Passage provided:
--------------------------------------------------

There are many types of computations that can be broken down into subtasks. Some of these tasks may be resource-intensive or long-running, and may fail at any time for multiple reasons. Being able to define tasks, chain them together, and monitor execution is a nontrivial part of any modern computational pipeline. However, most researchers, data scientists, and software engineers want to focus on solving big-picture questions without worrying about these kinds of bookkeeping details. In the past decade or so, several task management libraries have attempted to make task tracking easy for the programmer, with Apache Airflow and Luigi being some of the most well known. Here, we will focus on a recent addition, Prefect.
Prefect is an open source workflow management library designed to make it simple for users to keep track of task execution with only minimal changes to their code. The first public release of Prefect, v0.2.0, was in July of 2018, with the Prefect team releasing on a regular cadence ever since. prefect.io, the company behind the Prefect library (also known as Prefect Core in the official documentation), offers a cloud-based task management dashboard called Prefect Cloud as their flagship product. By itself, the Prefect library is open source and totally free to use. Today we’ll explore some of Prefect’s data structures by building a simple pipeline from the ground up. Along the way, we’ll show how to:
First we’ll need to install Prefect; we’ll also need pandas and NumPy. For example data, we’ll make use of the Palmer penguins dataset available on PyPI:
$ pip install prefect prefect[viz] pandas NumPy palmerpenguins
prefect[viz] is an optional extra which is only needed if you want to generate flow visualizations with Graphviz.
The Palmer penguins dataset is a great example dataset first published in 2014 by Gorman, Williams, and Fraser and originally collected into an R package by Allison Horst. Here, we’ll use this dataset to calculate the cost of shipping all the penguins on three antarctic islands via the postal service (after all, they can’t fly on their own 😢). The penguins need to be classified according to whether they are shippable as-is, or oversize (and therefore subject to a higher fee). Finally, we need to calculate the total cost of shipping the entire bird population. We’ll start by importing the required libraries and getting the dataset.
>>> import prefect, pandas, numpy, palmerpenguins
>>> penguins = palmerpenguins.load_penguins()

--------------------------------------------------

Data block:
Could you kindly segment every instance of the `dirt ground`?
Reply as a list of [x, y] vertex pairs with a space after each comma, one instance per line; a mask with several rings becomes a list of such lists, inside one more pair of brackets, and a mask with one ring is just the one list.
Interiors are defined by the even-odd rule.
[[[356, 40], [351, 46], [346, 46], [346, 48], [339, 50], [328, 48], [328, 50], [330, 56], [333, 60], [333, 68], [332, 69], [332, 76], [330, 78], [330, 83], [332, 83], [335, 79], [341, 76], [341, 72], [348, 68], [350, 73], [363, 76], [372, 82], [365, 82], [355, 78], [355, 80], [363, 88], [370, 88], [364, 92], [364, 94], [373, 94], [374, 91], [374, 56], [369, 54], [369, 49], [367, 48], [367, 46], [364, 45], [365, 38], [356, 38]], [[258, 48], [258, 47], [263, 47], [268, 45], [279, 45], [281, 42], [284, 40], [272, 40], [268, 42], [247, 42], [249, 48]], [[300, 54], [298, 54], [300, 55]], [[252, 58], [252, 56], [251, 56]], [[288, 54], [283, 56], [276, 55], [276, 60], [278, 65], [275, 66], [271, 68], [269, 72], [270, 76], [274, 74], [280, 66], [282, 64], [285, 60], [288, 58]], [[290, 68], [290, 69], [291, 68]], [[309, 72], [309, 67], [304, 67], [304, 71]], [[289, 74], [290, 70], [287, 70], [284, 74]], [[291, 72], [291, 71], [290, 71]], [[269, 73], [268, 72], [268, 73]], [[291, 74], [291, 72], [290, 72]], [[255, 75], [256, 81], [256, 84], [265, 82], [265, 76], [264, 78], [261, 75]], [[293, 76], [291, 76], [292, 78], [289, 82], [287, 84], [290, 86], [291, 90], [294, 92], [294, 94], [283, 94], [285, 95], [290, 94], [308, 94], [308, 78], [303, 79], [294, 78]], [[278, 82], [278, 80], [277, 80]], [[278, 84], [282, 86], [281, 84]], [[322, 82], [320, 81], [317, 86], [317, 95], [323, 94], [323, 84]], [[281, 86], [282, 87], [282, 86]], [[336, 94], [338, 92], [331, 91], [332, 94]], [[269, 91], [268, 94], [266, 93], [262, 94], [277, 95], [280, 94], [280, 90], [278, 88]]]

--------------------------------------------------

What is asked: How would you say this sentence from the Prefect passage in Spanish: "By itself, the Prefect library is open source and totally free to use."?

Final result: Por sí sola, la biblioteca Prefect es de código abierto y de uso totalmente gratuito.